Dataset:
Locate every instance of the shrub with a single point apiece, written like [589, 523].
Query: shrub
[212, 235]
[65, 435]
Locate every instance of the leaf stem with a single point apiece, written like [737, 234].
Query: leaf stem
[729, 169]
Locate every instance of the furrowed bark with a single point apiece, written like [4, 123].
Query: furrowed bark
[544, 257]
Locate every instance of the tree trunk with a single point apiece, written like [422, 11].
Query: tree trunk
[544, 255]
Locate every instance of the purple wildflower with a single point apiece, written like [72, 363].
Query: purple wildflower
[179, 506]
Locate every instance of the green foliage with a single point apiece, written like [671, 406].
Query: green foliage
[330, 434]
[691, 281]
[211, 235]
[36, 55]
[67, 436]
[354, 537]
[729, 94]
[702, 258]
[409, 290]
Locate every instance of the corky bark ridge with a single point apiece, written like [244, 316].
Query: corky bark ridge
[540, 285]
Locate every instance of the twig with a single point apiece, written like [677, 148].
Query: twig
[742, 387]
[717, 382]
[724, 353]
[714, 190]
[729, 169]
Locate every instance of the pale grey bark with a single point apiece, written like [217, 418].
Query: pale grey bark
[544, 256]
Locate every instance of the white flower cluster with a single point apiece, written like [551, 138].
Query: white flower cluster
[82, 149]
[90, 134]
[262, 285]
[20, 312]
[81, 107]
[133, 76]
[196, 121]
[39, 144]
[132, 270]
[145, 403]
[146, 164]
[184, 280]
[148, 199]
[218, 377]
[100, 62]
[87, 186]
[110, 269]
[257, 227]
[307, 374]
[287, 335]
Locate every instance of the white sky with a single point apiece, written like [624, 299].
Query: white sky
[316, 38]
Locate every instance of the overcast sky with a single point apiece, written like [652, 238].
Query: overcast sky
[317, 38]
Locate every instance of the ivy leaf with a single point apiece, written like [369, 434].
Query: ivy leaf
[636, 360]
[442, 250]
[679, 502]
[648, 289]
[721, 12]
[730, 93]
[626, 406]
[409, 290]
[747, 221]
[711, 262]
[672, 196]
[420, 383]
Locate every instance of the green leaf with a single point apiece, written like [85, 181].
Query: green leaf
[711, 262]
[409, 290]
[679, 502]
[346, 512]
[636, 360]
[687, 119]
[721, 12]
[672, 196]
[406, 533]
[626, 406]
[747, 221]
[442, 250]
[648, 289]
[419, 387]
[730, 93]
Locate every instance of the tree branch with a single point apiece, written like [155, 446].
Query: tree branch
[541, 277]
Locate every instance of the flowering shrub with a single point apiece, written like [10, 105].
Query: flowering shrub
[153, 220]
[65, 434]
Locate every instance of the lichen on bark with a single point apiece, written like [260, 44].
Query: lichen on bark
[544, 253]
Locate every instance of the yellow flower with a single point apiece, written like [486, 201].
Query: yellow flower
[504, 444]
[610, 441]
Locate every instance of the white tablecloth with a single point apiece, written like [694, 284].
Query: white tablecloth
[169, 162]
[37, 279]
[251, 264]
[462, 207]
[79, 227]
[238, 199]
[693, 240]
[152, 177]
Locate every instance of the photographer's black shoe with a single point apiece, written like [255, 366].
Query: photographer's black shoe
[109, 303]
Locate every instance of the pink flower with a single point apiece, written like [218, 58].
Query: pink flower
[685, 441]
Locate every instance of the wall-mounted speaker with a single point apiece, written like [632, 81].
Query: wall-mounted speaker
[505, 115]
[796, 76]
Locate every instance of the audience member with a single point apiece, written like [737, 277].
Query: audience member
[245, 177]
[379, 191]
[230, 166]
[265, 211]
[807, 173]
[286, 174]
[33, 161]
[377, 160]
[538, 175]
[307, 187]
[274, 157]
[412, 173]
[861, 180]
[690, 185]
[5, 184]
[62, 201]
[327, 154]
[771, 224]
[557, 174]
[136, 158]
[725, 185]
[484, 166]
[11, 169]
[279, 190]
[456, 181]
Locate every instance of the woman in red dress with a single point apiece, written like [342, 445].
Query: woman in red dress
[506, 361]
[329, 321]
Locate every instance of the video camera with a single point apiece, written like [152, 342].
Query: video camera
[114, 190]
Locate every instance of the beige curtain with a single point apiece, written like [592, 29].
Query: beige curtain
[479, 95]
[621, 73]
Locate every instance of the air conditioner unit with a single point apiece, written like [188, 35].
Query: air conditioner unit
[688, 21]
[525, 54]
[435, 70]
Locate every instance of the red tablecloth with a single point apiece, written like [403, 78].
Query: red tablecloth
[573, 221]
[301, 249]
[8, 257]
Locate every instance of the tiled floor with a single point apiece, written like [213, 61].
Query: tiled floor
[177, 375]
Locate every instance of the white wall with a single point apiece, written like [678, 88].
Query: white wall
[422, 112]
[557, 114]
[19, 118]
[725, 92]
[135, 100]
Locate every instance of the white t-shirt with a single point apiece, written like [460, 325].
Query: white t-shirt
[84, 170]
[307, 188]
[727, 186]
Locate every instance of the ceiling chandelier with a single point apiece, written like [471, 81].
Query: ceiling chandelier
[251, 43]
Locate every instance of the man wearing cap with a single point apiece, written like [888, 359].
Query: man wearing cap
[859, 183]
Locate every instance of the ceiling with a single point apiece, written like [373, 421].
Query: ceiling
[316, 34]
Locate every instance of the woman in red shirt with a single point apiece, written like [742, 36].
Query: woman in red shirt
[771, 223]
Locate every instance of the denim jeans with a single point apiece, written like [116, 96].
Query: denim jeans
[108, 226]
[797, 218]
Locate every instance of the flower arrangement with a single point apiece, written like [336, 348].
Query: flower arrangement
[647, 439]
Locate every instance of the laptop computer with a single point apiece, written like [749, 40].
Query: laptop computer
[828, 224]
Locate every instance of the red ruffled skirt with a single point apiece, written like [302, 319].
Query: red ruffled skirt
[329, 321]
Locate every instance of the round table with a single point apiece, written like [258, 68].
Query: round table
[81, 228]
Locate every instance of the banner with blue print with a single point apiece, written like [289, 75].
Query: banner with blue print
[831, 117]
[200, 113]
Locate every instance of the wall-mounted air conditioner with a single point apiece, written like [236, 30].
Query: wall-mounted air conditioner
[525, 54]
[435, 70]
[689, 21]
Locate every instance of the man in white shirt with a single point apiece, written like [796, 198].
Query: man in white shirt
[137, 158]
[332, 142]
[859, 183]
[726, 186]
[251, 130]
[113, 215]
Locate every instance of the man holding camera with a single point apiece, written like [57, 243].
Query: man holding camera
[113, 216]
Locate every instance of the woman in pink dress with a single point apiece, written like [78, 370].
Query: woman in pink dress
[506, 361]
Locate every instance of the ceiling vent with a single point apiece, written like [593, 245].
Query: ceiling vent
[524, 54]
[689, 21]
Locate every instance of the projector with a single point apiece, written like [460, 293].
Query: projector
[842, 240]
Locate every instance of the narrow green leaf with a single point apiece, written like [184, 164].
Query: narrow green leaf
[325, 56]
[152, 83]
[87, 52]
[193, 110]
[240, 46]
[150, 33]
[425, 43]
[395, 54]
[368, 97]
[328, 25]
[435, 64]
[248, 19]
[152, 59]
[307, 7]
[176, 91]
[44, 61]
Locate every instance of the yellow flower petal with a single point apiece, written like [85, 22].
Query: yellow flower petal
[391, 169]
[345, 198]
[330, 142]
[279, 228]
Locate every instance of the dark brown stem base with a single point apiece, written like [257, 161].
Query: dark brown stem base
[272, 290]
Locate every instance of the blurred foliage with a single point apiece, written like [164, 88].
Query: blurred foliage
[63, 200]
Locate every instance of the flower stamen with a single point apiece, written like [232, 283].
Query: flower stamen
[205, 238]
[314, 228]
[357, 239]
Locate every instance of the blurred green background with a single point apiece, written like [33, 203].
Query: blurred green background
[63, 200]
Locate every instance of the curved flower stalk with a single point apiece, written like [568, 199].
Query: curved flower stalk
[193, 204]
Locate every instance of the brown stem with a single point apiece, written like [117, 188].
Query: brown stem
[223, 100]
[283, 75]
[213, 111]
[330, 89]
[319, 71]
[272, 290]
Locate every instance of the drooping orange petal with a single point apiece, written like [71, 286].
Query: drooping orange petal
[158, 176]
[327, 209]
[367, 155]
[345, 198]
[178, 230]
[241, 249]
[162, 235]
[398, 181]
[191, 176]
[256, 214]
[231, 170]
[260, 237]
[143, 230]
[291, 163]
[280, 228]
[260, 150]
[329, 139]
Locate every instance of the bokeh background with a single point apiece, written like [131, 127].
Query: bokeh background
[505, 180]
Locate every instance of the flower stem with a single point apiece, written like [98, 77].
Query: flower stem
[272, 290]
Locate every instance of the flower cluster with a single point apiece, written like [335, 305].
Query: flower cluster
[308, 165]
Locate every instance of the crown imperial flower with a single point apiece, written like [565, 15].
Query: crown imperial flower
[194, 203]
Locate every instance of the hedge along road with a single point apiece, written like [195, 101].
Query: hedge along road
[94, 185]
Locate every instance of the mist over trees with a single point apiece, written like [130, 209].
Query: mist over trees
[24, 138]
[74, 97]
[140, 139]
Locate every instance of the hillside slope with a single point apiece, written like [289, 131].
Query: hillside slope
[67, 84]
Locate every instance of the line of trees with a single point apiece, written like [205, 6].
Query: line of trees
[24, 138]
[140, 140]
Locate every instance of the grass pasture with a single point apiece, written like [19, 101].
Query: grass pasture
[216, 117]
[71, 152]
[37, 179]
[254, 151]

Aim: Only the lines from the one containing "Locate every instance of the hedge" through the end of the entries above belong in the answer; repeat them exactly.

Final result:
Locate every instance of the hedge along road with a single point apiece, written like [195, 101].
Query: hedge along road
[94, 185]
Locate every instance of the mist over trees with a single point apiece, written like [130, 209].
Query: mist over trees
[24, 138]
[74, 97]
[140, 139]
Locate every instance of the hillside slope with a single point apiece, written like [289, 131].
Query: hillside slope
[67, 84]
Locate every instance of the line of trees with a single point apiece, written like [205, 6].
Query: line of trees
[24, 138]
[140, 140]
Locate every instance of the grass pasture with a single point apiece, written like [19, 101].
Query: grass pasture
[216, 117]
[71, 152]
[37, 179]
[254, 151]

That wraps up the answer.